State how many lines of the listing below contain the word "fireplace", giving the number alone.

--- BEGIN Data records ---

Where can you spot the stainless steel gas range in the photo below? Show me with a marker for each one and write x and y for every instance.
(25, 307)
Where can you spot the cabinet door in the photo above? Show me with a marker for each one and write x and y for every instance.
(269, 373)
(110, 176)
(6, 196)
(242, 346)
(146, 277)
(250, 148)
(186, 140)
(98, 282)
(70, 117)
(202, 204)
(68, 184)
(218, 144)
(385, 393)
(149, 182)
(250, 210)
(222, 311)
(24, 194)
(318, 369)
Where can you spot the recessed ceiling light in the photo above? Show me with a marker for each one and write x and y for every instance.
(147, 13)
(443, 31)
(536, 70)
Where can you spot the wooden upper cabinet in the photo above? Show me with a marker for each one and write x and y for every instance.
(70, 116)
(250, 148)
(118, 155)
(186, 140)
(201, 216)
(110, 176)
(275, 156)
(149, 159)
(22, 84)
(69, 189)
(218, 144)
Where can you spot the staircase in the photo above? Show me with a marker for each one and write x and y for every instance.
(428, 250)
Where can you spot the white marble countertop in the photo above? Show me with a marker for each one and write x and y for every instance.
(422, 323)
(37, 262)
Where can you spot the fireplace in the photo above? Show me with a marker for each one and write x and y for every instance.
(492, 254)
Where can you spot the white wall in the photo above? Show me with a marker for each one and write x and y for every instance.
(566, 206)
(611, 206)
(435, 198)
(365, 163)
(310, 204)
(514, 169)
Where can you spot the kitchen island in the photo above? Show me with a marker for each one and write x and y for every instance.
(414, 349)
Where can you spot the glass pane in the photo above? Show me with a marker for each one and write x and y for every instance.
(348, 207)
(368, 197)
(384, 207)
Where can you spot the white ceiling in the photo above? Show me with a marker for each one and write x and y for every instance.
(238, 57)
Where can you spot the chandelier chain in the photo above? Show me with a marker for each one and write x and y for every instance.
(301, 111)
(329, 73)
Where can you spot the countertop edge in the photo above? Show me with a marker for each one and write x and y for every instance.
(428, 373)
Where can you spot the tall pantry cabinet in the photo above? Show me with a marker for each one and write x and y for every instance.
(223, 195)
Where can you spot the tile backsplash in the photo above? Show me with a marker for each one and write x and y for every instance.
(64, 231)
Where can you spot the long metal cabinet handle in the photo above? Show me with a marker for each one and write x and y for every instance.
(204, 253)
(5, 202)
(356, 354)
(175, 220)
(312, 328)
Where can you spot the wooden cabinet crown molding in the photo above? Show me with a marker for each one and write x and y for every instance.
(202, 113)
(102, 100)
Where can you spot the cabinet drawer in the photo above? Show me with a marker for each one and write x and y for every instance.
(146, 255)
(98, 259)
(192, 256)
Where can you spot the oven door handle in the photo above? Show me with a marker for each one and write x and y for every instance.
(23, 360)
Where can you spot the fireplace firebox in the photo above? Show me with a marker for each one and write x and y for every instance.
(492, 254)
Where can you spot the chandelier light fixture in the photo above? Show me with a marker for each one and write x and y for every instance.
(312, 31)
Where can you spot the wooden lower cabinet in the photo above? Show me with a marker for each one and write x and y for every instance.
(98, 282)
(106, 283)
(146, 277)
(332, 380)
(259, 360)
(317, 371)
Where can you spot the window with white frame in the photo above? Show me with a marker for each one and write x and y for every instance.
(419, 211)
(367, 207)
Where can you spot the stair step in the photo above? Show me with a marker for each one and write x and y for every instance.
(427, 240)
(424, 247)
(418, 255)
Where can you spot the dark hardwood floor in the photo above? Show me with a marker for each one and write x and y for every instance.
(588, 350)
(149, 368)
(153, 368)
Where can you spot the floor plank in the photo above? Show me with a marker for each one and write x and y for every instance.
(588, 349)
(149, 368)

--- END Data records ---
--- BEGIN Data records ---

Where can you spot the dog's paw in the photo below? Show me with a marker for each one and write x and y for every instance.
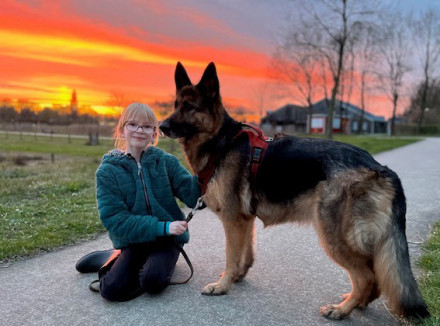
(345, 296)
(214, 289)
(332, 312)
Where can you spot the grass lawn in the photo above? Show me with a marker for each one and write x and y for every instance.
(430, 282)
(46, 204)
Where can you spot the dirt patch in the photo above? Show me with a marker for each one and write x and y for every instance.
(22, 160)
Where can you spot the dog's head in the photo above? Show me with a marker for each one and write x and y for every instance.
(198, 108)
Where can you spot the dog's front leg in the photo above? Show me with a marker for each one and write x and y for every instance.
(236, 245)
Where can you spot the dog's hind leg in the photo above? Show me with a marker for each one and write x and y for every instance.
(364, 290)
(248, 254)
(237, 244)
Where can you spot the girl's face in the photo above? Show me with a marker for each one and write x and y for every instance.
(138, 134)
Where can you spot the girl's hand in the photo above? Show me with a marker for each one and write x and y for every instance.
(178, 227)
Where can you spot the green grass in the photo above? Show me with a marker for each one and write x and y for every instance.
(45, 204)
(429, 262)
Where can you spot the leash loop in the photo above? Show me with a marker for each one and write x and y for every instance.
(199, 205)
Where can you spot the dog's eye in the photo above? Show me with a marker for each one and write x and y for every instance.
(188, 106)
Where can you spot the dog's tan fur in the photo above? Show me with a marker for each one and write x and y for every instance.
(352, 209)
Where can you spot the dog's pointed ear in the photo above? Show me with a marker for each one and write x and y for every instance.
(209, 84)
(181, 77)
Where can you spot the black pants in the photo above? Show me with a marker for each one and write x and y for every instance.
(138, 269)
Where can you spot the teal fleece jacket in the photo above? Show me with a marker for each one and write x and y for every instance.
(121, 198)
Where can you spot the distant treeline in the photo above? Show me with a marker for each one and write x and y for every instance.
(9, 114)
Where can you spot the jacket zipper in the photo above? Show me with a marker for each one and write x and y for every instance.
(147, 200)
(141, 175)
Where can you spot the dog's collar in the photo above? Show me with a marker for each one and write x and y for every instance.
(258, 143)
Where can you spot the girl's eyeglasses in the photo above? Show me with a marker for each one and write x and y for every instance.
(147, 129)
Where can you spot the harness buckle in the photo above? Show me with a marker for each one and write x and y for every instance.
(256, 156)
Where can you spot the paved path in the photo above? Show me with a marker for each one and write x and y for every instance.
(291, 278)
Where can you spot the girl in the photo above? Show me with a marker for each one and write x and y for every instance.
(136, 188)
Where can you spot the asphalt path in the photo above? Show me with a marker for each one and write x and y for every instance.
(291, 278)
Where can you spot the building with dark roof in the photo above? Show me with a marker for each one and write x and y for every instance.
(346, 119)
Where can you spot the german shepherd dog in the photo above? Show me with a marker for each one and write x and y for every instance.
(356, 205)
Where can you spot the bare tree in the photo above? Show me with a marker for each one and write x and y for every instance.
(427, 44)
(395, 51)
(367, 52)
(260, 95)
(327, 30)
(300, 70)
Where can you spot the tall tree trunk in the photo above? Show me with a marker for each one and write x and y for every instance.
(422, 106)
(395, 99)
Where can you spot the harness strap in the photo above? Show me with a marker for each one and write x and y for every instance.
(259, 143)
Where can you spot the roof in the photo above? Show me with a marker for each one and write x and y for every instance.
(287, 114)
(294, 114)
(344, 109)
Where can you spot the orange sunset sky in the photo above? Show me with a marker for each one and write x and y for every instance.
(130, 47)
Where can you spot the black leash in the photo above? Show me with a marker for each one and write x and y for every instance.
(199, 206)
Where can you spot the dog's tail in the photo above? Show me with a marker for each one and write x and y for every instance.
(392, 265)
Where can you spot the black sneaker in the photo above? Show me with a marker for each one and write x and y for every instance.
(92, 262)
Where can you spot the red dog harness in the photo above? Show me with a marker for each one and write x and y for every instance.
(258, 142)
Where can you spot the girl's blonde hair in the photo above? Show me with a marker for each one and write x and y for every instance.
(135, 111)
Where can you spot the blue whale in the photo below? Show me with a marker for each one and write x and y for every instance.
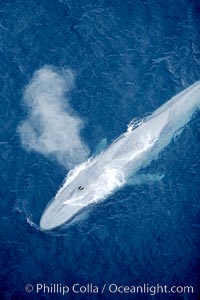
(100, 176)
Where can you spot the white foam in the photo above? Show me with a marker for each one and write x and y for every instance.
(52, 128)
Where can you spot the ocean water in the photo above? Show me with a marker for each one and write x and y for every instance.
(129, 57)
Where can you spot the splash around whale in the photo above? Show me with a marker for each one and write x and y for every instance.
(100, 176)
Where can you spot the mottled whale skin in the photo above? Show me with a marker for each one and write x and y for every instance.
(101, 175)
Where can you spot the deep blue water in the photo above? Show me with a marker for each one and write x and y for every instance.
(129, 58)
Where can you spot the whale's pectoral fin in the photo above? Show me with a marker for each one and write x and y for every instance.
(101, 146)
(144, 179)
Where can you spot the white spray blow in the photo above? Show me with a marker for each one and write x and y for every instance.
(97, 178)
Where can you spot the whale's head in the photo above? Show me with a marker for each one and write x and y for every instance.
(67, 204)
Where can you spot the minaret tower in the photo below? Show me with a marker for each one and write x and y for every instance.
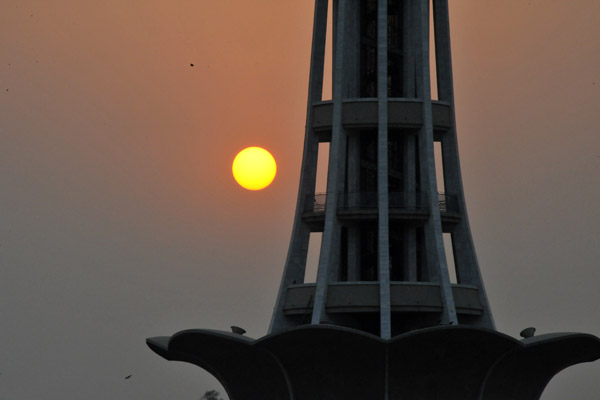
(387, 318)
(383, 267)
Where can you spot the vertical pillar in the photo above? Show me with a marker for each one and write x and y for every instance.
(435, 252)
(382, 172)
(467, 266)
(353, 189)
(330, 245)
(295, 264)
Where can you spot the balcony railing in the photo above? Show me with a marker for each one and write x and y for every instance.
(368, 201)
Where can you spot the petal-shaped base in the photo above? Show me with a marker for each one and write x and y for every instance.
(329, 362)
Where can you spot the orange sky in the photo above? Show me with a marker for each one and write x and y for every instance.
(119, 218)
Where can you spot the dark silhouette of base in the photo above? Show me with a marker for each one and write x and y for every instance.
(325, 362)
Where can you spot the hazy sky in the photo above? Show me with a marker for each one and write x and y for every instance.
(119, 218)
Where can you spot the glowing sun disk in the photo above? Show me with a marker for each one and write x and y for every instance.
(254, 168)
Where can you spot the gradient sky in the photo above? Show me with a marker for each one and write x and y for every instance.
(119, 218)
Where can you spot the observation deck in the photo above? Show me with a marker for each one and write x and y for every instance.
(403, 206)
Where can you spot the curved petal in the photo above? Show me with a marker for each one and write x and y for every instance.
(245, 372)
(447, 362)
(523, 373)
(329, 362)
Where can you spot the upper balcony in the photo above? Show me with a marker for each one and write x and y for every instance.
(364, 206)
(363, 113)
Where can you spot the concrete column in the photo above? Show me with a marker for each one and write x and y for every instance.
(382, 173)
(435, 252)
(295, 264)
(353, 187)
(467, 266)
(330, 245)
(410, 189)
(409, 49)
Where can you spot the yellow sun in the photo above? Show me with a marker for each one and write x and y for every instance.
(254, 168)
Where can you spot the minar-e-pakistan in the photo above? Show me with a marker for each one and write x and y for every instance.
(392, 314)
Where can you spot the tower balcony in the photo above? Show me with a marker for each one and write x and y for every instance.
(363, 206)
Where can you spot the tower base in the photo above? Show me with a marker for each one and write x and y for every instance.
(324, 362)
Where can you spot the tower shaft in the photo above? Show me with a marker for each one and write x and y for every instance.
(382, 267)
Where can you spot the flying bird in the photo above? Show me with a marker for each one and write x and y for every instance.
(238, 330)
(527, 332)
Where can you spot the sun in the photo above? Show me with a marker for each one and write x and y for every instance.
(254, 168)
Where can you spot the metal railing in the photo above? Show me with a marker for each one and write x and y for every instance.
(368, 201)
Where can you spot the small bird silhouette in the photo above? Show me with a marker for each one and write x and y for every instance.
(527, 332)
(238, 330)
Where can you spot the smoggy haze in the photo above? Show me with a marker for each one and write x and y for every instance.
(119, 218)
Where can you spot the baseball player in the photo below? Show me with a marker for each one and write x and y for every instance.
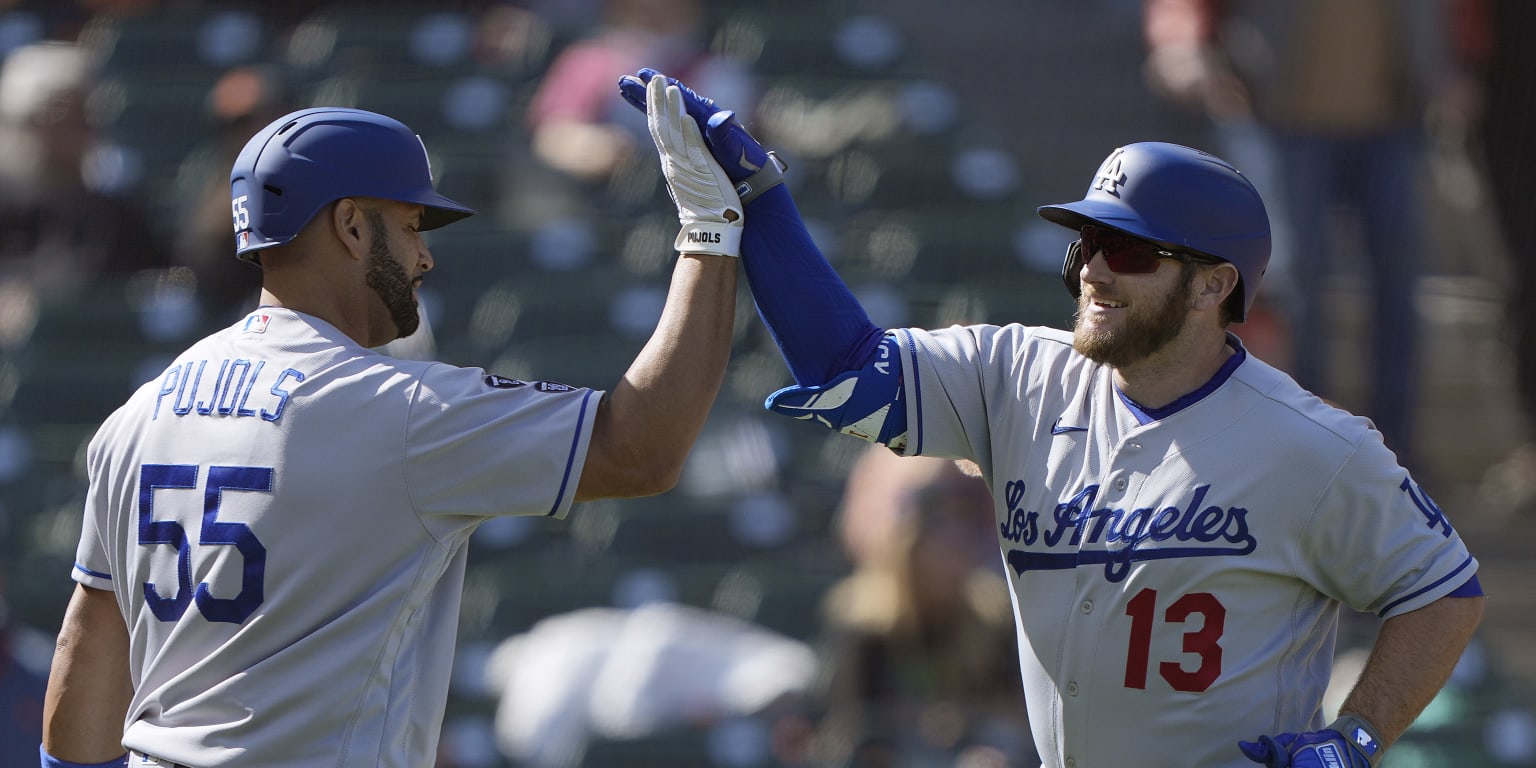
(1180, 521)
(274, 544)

--- END Data records ---

### Exercise result
2